Copy the material below word for word, from the line with "Practice. Place a marker on each instance of the thick" to the line with "Target: thick green stem", both lines included. Leave any pictures out of your copy.

[Dataset excerpt]
________
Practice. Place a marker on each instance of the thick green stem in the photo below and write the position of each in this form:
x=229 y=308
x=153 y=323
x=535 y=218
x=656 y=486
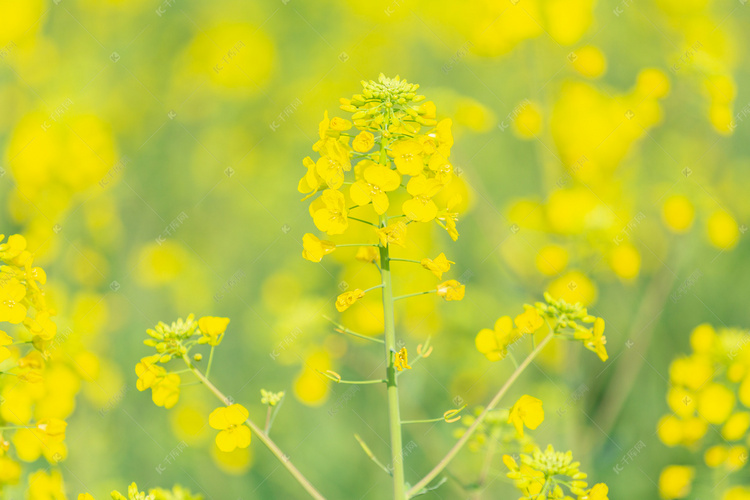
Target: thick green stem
________
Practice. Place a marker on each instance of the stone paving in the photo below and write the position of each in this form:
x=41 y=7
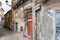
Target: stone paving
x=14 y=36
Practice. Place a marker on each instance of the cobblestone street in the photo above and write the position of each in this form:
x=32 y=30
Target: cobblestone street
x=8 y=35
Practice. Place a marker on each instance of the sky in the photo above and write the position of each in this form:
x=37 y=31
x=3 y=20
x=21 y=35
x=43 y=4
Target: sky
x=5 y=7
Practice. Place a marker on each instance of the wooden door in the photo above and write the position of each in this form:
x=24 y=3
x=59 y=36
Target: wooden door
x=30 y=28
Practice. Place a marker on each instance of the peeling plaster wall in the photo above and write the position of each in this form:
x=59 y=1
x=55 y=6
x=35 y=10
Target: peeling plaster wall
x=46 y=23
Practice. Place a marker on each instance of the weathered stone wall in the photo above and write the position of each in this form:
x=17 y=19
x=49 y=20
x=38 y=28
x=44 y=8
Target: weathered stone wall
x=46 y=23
________
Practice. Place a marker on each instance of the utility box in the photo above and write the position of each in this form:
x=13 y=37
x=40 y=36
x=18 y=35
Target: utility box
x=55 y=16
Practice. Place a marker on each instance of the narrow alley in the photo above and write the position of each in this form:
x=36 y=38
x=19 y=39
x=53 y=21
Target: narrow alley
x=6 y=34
________
### [Answer to this exercise]
Practice. Place a marker on each instance of the thick green stem in the photo below and write the position of each in this form:
x=229 y=308
x=153 y=323
x=535 y=218
x=656 y=486
Target: thick green stem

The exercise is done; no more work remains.